### INSTRUCTIONS TO FOLLOW
Print the forum thread about the Briggs & Stratton carb problem word for word, from "So the 14.5" up to and including "from craftsman mower.".

* Start DOCUMENT SEGMENT *

# Briggs & Stratton 14.5 HP carb problem



## rkmack57 (Mar 16, 2006)

I swapped the 11 horse motor in my old john deere tractor with a 14.5 hp briggs and stratton. Everything fit ok. the 14.5 motor was not equipped with a fuel pump like is used on the old motor so I had to hook that up. The engine will fire but only for one or two seconds. It's like it isn't getting any fuel. The fuel pump is working fine. If I pour a steady stream of gas in carb I can keep it running.
What am I overlooking? HELP!

THanks, Randy


----------



## bugman (Aug 12, 2004)

So the 14.5 was new? If it is new, still check and make sure the float isn't sticking.


----------



## rkmack57 (Mar 16, 2006)

Bugman - it's 5 years old. Ran ok when I pulled it from craftsman mower.


----------



## bsman (Jan 22, 2006)

I had a similar problem with my 16 b&s engine. When I took it apart, the hinge that holds the float to the inner part of the body itself was not hooked up to the pin. There is a clip thing that had to go behind it, long story short, it kept flooding and backfiring. I don't know if this could be your problem, but it could be.


----------



## bsman (Jan 22, 2006)

And one more thing, check to make sure your suction hose comming off the engine isn't switched with your intake from gas tank.


----------



## scrench (Dec 8, 2004)

that engine might have a fuel shutoff solenoid on the carburator . what holds the float bowl on ? is it just a bolt ? or what


----------

* End DOCUMENT SEGMENT *
* Start LISTED ENTRIES *

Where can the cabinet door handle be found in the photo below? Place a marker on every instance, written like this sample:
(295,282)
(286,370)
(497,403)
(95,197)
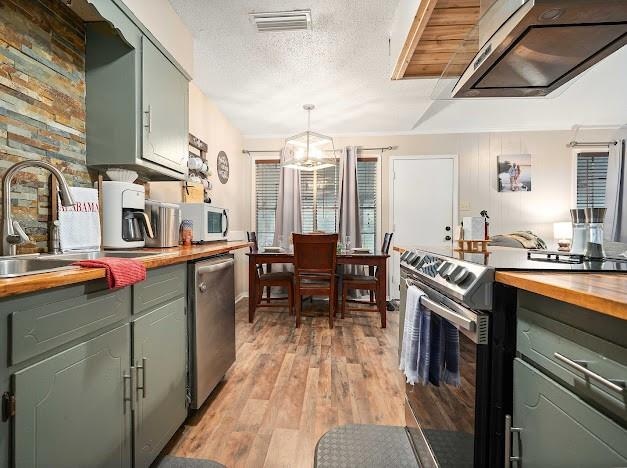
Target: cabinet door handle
(149,118)
(142,387)
(508,441)
(131,379)
(616,385)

* End LISTED ENTRIES *

### THE SOLUTION
So the 14.5 was new? If it is new, still check and make sure the float isn't sticking.


----------



## rkmack57 (Mar 16, 2006)

Bugman - it's 5 years old. Ran ok when I pulled it from craftsman mower.